Data listing:

· · ·

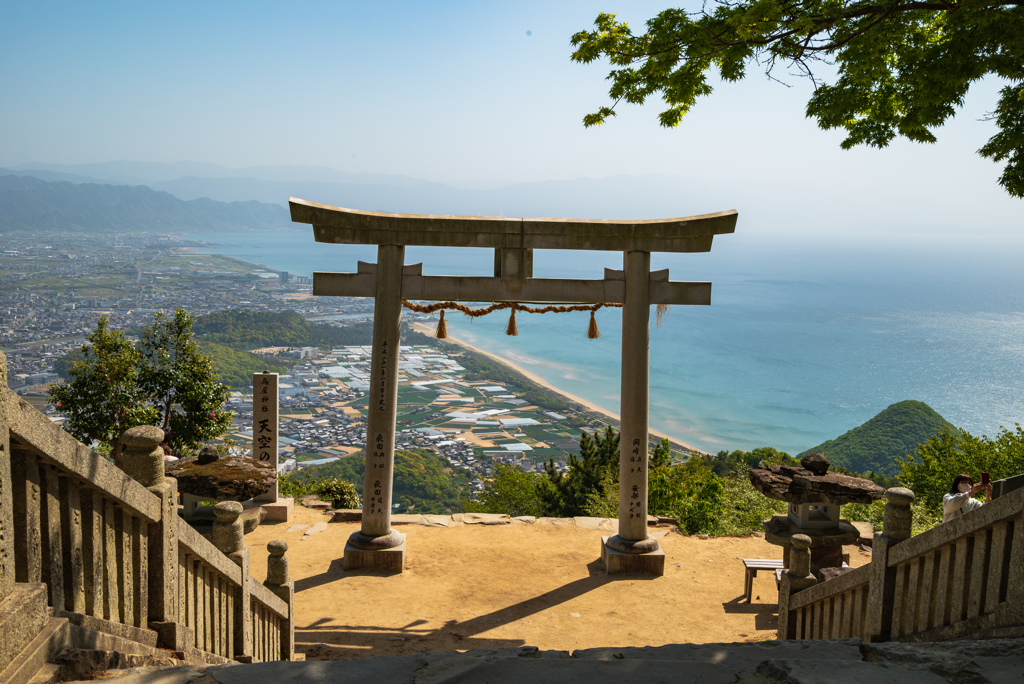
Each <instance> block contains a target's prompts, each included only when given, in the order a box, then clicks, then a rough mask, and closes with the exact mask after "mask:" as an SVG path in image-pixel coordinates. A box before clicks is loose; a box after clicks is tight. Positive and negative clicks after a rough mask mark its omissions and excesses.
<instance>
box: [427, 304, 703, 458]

· · ·

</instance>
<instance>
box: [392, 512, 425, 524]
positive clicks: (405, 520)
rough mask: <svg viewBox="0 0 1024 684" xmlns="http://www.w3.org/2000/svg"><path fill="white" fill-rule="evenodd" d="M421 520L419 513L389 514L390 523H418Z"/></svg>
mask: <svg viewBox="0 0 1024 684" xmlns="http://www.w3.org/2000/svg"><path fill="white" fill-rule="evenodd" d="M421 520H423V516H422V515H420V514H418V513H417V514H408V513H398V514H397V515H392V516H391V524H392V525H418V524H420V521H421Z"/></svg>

· · ·

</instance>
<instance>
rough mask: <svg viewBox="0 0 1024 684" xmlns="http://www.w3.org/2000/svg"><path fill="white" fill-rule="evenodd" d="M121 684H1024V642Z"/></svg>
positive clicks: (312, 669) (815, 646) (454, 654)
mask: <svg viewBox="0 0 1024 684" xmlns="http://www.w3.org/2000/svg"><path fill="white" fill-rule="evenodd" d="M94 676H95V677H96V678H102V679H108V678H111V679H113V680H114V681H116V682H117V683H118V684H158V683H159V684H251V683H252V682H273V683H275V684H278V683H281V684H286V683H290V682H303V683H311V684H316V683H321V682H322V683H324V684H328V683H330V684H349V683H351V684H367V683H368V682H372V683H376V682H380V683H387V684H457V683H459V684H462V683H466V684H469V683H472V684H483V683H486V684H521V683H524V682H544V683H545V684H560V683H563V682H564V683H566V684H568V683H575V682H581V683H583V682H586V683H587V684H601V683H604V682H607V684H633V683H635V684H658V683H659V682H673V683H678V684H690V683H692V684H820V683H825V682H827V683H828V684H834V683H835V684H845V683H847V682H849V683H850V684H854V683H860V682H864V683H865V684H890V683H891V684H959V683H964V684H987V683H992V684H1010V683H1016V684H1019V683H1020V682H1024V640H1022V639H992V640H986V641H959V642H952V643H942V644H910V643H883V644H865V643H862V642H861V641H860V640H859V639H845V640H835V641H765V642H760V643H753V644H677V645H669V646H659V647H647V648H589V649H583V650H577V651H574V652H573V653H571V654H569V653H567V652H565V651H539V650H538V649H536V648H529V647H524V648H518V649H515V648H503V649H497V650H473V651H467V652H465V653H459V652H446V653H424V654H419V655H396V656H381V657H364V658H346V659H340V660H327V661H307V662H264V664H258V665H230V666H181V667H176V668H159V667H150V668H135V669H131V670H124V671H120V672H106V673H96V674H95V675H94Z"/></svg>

· · ·

Task instructions: There is a run of lines above from the one with "Each <instance> block" to the one with "box: [427, 304, 703, 458]"; print exactly that run, both ends included, and nothing else.

Your solution:
Each <instance> block contains a target's prompts, each included only when given, in the order a box, then clicks, then a rough mask, and closes with the exact mask after "mask:" as an SVG path in image-pixel coordinates. A box before clicks is loose; a box after clicks is tight. Positive and negative clicks after a rough mask mark its omissions and excesses.
<instance>
box: [427, 304, 703, 458]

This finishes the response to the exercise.